(Data extracted from a collection)
═══

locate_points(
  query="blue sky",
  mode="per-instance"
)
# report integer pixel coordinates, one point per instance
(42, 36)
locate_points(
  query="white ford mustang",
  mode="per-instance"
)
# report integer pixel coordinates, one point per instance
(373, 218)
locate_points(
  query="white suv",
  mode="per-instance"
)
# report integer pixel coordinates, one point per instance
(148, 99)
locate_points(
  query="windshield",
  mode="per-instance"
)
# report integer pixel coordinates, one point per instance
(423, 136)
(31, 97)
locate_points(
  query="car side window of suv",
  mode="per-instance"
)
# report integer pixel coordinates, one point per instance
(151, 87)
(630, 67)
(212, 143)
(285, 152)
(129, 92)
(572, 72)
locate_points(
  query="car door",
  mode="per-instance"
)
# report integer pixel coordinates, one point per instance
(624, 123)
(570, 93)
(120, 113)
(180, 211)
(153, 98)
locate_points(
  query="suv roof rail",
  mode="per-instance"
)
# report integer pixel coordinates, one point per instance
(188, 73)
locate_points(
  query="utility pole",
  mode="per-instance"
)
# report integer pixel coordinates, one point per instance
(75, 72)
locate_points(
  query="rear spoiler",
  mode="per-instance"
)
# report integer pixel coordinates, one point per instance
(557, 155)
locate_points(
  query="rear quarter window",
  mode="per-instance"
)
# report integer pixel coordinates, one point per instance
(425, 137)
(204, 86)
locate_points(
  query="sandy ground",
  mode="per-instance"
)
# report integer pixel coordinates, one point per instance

═══

• **Work task**: Nothing in the data may differ; print all of it exactly as written.

• **Result**:
locate_points(
  query="blue sky",
  mode="per-instance"
)
# report integer pixel coordinates, one point per instance
(42, 36)
locate_points(
  query="white ford mustang",
  mode="per-instance"
)
# report integer pixel coordinates, one point per instance
(373, 218)
locate_points(
  query="white suv",
  mode="per-instance"
)
# report integer pixel coordinates, one point per instance
(148, 99)
locate_points(
  query="windshield",
  mode="per-instance"
)
# report integer pixel coordinates, one point per instance
(423, 136)
(31, 97)
locate_points(
  query="car side window of suv",
  mode="per-instance"
)
# report integer pixel coordinates, one point per instance
(151, 87)
(630, 67)
(212, 143)
(285, 152)
(129, 92)
(572, 72)
locate_points(
  query="car door",
  mode="per-instance"
)
# report integer pixel coordinates, one point per instance
(624, 123)
(570, 93)
(120, 113)
(180, 211)
(153, 98)
locate_points(
  query="suv roof rail",
  mode="per-instance"
)
# report integer pixel coordinates, one point per instance
(188, 73)
locate_points(
  query="utility pole",
  mode="per-instance"
)
# report integer pixel coordinates, one point per instance
(75, 72)
locate_points(
  query="rear spoiler",
  mode="per-instance"
)
# report integer pixel coordinates, one point per instance
(557, 155)
locate_points(
  query="rear quarter window",
  mode="per-instance"
)
# report integer pixel coordinates, one point per instance
(425, 137)
(204, 86)
locate_points(
  query="sandy ground",
  mode="per-instance"
)
# report integer pixel coordinates, one point per instance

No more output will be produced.